• EXTRACT:
..............................

Tackling loss and damage in countries vulnerable to the effect of the climate crisis: improving evidence and co-generating pathways to impact
The Alliance for Locally-led Transformative Action on Loss and Damage (ALL ACT) directly supports countries and communities experiencing loss and damage by helping them optimise available resources, harness local expertise and enhance their ability to respond effectively to evolving challenges, ensuring resilience and sustainable recovery.
Principal researcher (climate governance and finance team), Climate Change

People wading through the flood waters and carrying their belongings in Mozambique after Cyclone Idai in 2019 (Photo: Denis Onyodi/IFRC/DRK/Climate Visuals, CC BY-NC-ND 4.0)
Loss and damage concerns are urgent and driven by the increasingly harmful effects of climate change. Many countries are facing new types and forms of climate impact with higher intensity and frequency, which they are not equipped to handle.
These impacts are most acute in least developed countries (LDCs) and Small Island Developing States (SIDS), where vulnerability is high, and where the people have done least to contribute to the problem.
With global temperatures increasing due to climate change, many of these impacts are already ‘locked in’ and unavoidable.

..............................

• AVAILABLE DATA:
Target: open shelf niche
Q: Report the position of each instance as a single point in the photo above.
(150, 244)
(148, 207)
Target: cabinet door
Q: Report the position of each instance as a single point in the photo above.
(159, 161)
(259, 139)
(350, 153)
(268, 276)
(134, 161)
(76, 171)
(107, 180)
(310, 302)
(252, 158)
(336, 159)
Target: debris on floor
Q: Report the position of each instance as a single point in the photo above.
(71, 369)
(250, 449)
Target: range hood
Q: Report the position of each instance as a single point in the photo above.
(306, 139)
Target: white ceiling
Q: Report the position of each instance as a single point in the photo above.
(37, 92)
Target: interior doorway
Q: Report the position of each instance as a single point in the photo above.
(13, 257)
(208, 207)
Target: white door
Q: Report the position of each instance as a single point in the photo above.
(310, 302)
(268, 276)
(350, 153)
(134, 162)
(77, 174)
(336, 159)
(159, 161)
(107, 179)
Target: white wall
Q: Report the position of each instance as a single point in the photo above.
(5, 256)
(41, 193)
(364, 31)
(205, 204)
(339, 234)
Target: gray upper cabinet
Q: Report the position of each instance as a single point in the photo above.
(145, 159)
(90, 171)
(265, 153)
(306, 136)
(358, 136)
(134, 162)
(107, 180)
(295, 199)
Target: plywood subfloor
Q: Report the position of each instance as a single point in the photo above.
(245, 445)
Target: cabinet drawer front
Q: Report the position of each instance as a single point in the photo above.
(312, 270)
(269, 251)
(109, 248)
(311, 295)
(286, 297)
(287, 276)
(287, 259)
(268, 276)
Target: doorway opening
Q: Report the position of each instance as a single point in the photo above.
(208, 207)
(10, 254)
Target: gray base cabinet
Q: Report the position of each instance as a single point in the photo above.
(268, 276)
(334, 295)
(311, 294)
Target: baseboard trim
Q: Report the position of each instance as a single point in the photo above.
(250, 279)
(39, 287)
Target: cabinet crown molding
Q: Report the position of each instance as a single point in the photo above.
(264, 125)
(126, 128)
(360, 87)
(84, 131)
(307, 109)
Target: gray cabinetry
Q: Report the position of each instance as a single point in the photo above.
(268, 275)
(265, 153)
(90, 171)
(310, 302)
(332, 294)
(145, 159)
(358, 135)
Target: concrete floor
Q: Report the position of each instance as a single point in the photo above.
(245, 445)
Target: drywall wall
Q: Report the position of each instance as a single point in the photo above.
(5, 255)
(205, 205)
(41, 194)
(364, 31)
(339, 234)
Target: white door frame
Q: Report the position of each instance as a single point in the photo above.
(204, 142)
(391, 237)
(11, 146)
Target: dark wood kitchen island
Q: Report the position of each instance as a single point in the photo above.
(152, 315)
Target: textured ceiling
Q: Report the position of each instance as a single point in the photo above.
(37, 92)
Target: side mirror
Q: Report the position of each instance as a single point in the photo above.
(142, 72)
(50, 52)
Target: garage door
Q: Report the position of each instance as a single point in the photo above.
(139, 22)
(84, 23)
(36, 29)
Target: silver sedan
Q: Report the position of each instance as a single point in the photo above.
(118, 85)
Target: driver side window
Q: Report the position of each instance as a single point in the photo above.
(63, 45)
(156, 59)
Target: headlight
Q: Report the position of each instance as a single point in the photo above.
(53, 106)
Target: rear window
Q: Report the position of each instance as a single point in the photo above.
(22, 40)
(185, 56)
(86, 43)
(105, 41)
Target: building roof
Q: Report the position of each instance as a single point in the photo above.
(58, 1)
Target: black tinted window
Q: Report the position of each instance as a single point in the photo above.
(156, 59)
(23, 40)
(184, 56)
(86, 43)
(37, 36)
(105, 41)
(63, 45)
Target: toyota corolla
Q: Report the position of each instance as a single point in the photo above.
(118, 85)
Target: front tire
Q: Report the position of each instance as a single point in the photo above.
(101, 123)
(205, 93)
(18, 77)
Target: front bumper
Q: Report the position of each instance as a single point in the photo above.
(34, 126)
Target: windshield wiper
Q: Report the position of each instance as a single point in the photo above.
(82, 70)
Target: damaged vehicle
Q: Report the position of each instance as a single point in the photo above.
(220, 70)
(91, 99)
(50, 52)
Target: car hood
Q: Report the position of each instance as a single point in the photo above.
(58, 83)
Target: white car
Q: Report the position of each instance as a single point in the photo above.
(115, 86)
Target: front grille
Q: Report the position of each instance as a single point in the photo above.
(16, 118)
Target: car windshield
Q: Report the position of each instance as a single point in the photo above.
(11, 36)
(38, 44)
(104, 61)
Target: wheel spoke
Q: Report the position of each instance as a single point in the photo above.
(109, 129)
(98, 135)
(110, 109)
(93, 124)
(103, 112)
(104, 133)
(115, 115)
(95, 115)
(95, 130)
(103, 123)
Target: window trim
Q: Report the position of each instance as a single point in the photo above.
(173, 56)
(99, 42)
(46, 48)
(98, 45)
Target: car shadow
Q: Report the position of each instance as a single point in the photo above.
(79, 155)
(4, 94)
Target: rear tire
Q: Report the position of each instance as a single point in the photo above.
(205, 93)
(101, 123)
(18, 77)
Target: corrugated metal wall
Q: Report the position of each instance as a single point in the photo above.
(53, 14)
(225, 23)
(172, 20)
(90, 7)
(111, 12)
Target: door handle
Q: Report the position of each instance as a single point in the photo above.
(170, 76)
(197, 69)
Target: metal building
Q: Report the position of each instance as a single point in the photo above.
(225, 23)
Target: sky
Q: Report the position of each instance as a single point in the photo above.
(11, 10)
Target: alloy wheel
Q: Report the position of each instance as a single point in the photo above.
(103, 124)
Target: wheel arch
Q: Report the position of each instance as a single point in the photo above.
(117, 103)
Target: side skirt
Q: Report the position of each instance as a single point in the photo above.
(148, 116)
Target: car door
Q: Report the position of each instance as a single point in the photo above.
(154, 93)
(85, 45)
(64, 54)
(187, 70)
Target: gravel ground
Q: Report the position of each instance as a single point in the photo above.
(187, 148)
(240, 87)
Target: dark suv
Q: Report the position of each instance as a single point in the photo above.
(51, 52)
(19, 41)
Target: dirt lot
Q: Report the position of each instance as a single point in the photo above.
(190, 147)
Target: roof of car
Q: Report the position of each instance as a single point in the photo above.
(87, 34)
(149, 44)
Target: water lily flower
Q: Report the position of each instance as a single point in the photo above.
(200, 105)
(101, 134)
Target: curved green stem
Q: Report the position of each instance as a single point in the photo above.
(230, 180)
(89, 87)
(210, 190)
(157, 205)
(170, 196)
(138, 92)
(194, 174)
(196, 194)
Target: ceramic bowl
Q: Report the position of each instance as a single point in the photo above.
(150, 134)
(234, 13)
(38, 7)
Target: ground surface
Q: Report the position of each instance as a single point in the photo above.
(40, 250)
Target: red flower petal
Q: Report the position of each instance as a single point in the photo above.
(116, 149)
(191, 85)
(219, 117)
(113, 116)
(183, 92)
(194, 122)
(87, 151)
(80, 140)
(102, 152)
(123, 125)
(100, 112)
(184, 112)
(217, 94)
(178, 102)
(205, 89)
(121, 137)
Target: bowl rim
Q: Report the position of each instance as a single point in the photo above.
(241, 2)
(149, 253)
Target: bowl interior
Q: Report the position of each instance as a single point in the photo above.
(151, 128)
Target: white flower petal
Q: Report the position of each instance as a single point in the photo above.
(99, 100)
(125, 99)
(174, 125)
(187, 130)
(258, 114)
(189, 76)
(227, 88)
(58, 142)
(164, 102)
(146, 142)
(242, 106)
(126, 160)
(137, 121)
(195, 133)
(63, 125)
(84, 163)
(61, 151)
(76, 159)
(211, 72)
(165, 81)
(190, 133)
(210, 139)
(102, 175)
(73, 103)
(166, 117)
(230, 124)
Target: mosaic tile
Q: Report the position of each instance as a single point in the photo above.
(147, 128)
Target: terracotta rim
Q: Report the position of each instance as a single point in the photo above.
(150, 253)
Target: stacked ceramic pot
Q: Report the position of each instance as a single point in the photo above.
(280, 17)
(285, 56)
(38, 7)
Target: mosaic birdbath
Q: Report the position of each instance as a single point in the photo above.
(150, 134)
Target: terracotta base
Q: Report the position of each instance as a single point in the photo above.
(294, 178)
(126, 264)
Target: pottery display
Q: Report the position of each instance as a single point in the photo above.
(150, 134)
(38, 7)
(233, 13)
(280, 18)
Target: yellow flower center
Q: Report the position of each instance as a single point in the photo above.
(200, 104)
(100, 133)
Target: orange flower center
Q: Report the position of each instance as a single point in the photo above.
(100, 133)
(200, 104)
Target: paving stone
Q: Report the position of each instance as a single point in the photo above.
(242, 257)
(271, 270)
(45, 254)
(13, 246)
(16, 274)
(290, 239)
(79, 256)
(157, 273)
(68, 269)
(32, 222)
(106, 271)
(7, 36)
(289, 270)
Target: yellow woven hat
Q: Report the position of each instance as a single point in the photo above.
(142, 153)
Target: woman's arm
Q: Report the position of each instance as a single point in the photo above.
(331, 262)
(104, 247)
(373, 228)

..............................

• WHAT TO WORK ON:
A: Repeat the records verbatim, from the line containing "Target: pottery display" through the last line of the records, inclusive.
B: Pick up the text on climate-related loss and damage and continue it from its last sentence.

• TASK RESPONSES:
A:
Target: pottery display
Q: Report the position of each instance as a single point in the photo above.
(150, 134)
(38, 7)
(233, 13)
(280, 18)
Target: yellow flower center
Q: Report the position of each instance as a single point in the photo above.
(200, 104)
(100, 133)
Target: orange flower center
Q: Report the position of each instance as a single point in the photo above.
(100, 133)
(200, 104)
Target: paving stone
Q: Report the position of each instance as a single point in the photo above.
(242, 257)
(271, 270)
(45, 254)
(13, 246)
(16, 274)
(290, 239)
(79, 256)
(157, 273)
(68, 269)
(32, 222)
(106, 271)
(7, 36)
(289, 270)
Target: yellow woven hat
Q: Report the position of each instance as a single point in the photo above.
(142, 153)
Target: woman's arm
Q: Report the position of each instance as a single point in the photo above.
(331, 262)
(104, 247)
(373, 228)

B:
But addressing loss and damage is not straightforward. Loss and damage impacts are:
- Caused by a wide range of factors, ranging from extreme weather events such as flooding, droughts or cyclones, to long-range slow onset events such as sea-level rise, salination, desertification and glacier loss.
- Highly varied, encompassing economic impacts that can be readily quantified, such as damage to infrastructure, loss of land value and reduced productivity, and others that cannot easily be expressed in monetary terms, such as loss of cultural heritage, language or identity.
- Highly contextual: countries that are less able to withstand climate impacts due to the state of their infrastructure, socioeconomic development, fiscal capacities, political structures or institutions are more vulnerable to lower-intensity climate stresses. Impacts are also different for women, children, disabled people, Indigenous Peoples and other marginalised groups.
So, support and finance to address loss and damage risks require diverse, context-specific approaches that are grounded in everyday realities of LDCs and SIDS and tailored to the vulnerabilities of different people and places.
What is IIED doing?
ALL ACT is a coordinated approach co-developed by IIED with LDC and SIDS through a series of multi-stakeholder deliberative dialogues, that:
- Creates a wider understanding of the existing issues and possible solutions: ALL ACT will facilitate collaboration between communities, local institutions and innovators to co-create agile, relevant and cost-effective solutions.
- Creates a social and collaborative knowledge network: the Loss and Damage Research Observatory will help develop a dynamic knowledge network with diverse partners, focused on capturing and sharing best practices and innovations. This platform serves as a repository for methodologies and supports research through the Saleemul Huq Memorial Scholarship, while fostering a mentorship network to enhance the capacity of researchers, ultimately informing policy on loss and damage.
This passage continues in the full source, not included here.